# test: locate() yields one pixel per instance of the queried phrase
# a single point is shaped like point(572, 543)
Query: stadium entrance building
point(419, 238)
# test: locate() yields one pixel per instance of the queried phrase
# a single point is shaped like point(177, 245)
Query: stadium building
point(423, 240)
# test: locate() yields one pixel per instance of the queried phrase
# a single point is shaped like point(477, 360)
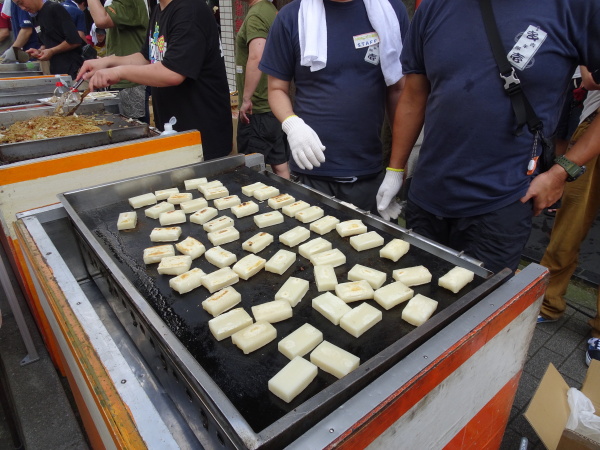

· · · · · · ·

- [Instructions for the task]: Copy every one of the records above word for word, leaving the pictures out of your answer.

- [Result]:
# test: locate() yields one pixel per instance of the queried phrase
# a single point is shaped like point(572, 543)
Query: stadium entrance building
point(419, 238)
# test: locate() yields one pixel per instance of the queried phrase
# a single point is shaped like point(177, 245)
Query: stadium building
point(423, 240)
# test: locate() yields one pixel per instance of the queried phrase
# a single point is shaped like point(477, 360)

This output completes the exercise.